SET PROBLEM = Switch every "per instance" in the records below to "for each one" and keep everything else unchanged. Omit the pictures from your answer.
:::
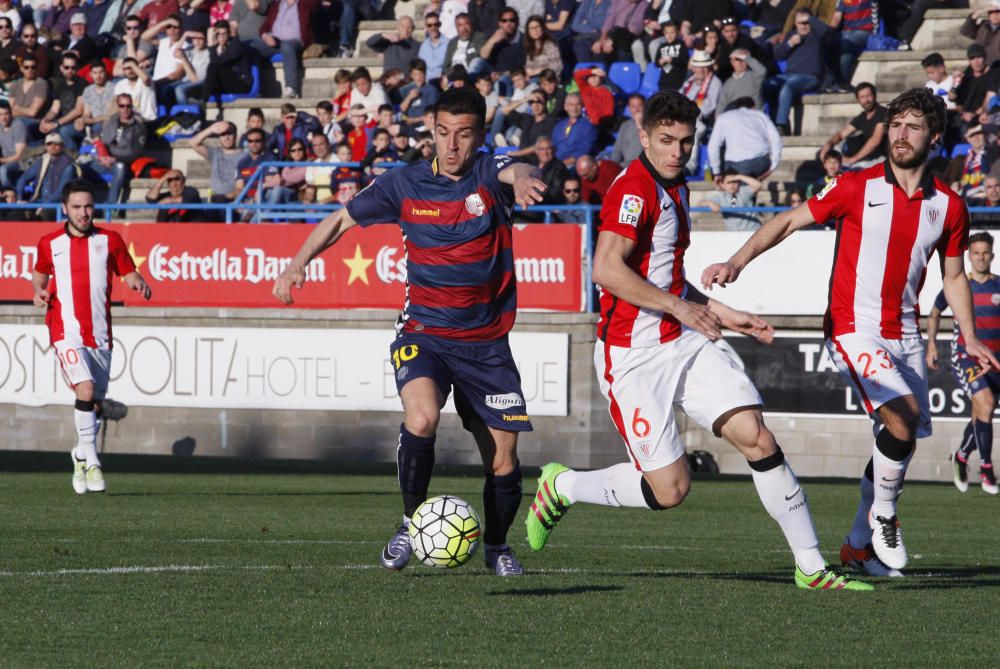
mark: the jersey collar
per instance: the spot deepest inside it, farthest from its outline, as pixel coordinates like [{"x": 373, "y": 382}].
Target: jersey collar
[
  {"x": 658, "y": 178},
  {"x": 926, "y": 181}
]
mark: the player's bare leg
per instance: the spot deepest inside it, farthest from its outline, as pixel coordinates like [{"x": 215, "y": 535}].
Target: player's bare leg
[{"x": 422, "y": 402}]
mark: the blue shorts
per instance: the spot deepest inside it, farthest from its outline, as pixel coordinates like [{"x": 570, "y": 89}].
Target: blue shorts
[
  {"x": 967, "y": 370},
  {"x": 486, "y": 381}
]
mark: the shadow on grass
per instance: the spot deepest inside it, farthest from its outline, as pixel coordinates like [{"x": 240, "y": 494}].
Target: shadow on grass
[{"x": 547, "y": 592}]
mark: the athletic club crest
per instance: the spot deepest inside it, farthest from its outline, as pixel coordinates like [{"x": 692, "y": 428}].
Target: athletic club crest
[{"x": 475, "y": 205}]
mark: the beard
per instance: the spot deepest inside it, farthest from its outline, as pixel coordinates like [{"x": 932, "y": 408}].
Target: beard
[{"x": 917, "y": 156}]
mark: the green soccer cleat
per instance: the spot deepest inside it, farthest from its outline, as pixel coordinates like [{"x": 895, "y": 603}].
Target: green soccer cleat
[
  {"x": 547, "y": 508},
  {"x": 829, "y": 578}
]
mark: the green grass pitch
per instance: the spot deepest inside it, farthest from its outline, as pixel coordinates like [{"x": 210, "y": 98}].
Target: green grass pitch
[{"x": 279, "y": 570}]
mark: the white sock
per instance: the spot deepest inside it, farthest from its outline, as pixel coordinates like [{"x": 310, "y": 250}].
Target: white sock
[
  {"x": 785, "y": 500},
  {"x": 618, "y": 485},
  {"x": 889, "y": 476},
  {"x": 86, "y": 432},
  {"x": 861, "y": 531}
]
:::
FULL OUTPUT =
mark: the jersey collar
for each one: the spot deepest inside it, farthest from its outline, as pixel coordinates like [{"x": 373, "y": 382}].
Target: jersey collar
[
  {"x": 658, "y": 178},
  {"x": 926, "y": 181}
]
mark: the player's bare leg
for each one: the spot deepest inside it, farthest from its outline, as pixel coordinates like [{"x": 215, "y": 535}].
Target: player's bare leg
[{"x": 422, "y": 402}]
mark: the blue shorts
for each one: the spot deepest inside it, farthest from its outline, as pixel coordinates like [{"x": 570, "y": 89}].
Target: blue shorts
[
  {"x": 967, "y": 370},
  {"x": 486, "y": 381}
]
mark: the shadow on grass
for each one: the spot deepest inside it, farthest from its outline, as pixel coordinates like [{"x": 240, "y": 494}].
Target: shadow on grass
[{"x": 547, "y": 592}]
mark: the athletic club crest
for each one: the spot deepest inside it, farthest from its outline, as pixel coordinates like [{"x": 692, "y": 428}].
Target: athletic club crest
[{"x": 475, "y": 205}]
mark: the beard
for each one: the spot deepest inside it, farthest from its outline, as pixel coordinates like [{"x": 932, "y": 408}].
Target: beard
[{"x": 917, "y": 156}]
mark: the green soccer cleat
for each one: the spot deepest inside it, farthest from its outline, as pixel coordinates like [{"x": 895, "y": 603}].
Target: green soccer cleat
[
  {"x": 547, "y": 508},
  {"x": 829, "y": 578}
]
mark: the green grass pitch
for each one: the spot deepest inside it, farthest from its outline, as pixel coordinates like [{"x": 210, "y": 98}].
Target: green grass pitch
[{"x": 279, "y": 570}]
mark: the white sock
for each one: the spot deepest inside it, farthest from its outline, as pixel coordinates like [{"x": 310, "y": 250}].
Target: white sock
[
  {"x": 785, "y": 500},
  {"x": 618, "y": 485},
  {"x": 889, "y": 476},
  {"x": 86, "y": 432},
  {"x": 861, "y": 531}
]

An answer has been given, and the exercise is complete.